─── Material provided ───

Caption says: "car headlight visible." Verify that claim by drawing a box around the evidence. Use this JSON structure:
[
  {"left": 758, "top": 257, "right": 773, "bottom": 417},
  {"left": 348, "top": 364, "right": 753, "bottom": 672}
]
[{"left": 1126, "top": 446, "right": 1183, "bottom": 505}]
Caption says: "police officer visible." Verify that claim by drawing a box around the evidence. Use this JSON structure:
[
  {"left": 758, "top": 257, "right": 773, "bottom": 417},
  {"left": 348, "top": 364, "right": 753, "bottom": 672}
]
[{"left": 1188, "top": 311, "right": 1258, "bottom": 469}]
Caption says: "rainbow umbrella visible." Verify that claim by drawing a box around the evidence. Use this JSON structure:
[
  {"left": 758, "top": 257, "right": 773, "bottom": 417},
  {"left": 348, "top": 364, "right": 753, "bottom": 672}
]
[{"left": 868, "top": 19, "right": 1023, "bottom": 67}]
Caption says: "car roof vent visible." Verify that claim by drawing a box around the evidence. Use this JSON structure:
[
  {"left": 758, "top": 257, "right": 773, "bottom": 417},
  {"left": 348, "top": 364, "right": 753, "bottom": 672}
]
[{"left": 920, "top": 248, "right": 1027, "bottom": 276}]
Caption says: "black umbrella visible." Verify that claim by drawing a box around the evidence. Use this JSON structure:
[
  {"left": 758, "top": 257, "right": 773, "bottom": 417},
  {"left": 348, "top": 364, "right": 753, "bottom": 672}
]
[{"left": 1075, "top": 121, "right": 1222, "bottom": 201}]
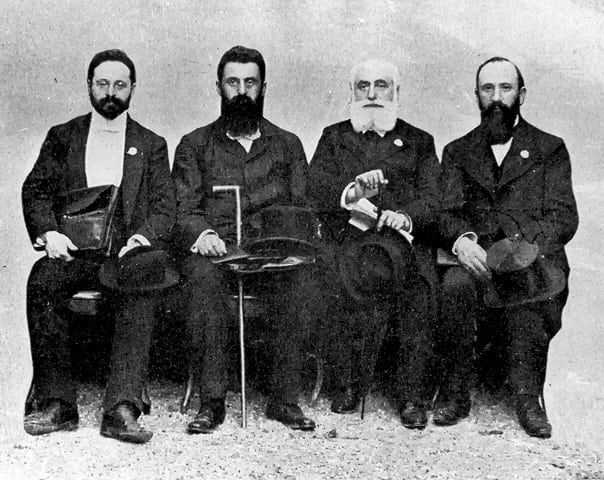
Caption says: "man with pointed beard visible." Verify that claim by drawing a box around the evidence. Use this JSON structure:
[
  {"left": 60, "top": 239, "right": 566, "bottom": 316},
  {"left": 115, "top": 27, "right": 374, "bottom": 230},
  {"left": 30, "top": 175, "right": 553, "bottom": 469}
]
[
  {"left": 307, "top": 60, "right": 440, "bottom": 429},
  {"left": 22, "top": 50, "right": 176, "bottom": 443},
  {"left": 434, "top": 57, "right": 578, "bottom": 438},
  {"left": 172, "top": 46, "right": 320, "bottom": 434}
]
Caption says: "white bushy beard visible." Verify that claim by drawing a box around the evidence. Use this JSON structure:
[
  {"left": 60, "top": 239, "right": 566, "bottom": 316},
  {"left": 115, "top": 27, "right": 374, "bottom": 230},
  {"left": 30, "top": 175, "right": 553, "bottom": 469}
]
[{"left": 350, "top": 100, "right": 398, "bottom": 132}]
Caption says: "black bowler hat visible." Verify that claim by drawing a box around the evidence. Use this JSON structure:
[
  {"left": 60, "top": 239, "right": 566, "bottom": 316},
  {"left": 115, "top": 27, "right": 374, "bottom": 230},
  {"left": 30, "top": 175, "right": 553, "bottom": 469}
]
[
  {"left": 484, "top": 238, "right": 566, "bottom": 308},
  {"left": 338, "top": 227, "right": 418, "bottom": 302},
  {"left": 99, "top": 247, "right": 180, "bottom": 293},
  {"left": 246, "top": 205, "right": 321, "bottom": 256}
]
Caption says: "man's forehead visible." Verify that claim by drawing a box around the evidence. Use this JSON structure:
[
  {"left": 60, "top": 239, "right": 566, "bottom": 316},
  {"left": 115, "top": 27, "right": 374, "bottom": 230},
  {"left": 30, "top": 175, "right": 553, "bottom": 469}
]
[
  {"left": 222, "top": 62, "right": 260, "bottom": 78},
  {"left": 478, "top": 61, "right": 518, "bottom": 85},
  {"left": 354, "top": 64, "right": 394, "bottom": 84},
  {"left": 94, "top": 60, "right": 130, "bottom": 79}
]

───
─── Material provided ───

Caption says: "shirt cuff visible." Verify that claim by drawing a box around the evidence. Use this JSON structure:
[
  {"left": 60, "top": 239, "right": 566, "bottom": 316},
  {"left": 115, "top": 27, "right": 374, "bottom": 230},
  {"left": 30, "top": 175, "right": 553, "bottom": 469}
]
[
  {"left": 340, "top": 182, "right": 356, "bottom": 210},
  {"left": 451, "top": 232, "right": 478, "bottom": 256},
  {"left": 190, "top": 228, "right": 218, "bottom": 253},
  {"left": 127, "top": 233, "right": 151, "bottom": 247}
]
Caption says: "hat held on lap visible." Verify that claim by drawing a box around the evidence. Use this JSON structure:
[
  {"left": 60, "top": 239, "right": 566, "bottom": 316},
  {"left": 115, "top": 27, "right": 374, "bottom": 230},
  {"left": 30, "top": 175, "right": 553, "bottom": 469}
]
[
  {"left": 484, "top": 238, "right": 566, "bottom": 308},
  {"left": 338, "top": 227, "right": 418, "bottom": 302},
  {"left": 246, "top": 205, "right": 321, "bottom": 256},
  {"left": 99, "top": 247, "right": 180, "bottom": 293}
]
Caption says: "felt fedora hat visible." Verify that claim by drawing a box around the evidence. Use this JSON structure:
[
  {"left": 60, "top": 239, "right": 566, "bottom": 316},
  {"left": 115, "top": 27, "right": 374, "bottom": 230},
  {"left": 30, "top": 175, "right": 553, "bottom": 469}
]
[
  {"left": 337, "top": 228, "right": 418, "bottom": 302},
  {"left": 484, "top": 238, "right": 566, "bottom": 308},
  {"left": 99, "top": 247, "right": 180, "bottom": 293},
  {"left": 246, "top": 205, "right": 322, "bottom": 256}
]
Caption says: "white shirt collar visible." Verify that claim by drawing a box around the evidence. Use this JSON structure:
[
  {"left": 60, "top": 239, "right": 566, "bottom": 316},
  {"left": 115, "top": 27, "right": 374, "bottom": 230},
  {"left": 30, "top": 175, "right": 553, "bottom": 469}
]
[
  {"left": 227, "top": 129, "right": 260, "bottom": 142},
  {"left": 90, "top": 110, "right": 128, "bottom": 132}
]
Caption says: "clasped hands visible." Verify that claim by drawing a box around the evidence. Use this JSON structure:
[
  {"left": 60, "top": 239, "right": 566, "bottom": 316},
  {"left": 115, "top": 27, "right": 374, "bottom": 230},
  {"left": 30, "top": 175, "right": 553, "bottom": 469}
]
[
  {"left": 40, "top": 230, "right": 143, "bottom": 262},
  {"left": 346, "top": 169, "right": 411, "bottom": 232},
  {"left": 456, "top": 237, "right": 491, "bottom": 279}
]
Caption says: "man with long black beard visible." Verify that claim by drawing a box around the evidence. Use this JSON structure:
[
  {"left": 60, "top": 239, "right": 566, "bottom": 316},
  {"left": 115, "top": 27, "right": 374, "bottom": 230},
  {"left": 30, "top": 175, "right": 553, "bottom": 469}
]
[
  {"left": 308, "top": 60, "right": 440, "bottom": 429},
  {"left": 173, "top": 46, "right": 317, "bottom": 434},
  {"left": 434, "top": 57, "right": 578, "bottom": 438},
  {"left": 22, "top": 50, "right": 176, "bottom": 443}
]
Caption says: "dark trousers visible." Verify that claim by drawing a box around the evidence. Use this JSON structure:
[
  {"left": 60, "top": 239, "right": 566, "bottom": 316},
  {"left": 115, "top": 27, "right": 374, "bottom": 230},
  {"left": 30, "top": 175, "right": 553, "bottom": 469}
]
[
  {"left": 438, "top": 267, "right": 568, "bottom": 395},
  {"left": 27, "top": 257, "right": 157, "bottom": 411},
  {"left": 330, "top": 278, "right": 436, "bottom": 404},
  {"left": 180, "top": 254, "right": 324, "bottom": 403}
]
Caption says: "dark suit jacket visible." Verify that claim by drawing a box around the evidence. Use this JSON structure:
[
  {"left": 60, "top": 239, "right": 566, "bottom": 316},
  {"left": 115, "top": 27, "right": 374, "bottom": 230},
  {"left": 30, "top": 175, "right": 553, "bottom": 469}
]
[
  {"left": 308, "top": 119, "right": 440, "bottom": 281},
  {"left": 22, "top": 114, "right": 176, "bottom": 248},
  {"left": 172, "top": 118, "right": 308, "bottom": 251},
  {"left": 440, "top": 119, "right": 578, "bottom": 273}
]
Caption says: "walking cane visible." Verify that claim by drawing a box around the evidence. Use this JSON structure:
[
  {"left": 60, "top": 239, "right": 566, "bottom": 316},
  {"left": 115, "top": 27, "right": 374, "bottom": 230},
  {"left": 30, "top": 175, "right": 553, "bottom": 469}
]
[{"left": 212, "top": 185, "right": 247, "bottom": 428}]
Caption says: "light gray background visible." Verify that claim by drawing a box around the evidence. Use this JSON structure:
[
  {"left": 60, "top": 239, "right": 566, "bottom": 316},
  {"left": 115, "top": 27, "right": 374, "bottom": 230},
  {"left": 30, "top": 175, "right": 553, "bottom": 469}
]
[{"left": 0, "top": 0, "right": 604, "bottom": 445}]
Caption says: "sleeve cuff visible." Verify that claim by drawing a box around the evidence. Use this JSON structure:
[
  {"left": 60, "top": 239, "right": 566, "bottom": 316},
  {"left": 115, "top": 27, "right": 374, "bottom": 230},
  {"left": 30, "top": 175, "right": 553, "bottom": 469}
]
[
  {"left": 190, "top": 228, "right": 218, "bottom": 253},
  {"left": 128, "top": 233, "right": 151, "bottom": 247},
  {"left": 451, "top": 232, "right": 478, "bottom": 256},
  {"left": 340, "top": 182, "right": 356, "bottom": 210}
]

───

#### Job:
Count the lines of the records that contain the string "shirt", treating uppercase and lowercase as different, and give only the number.

#### Answer to the exercise:
2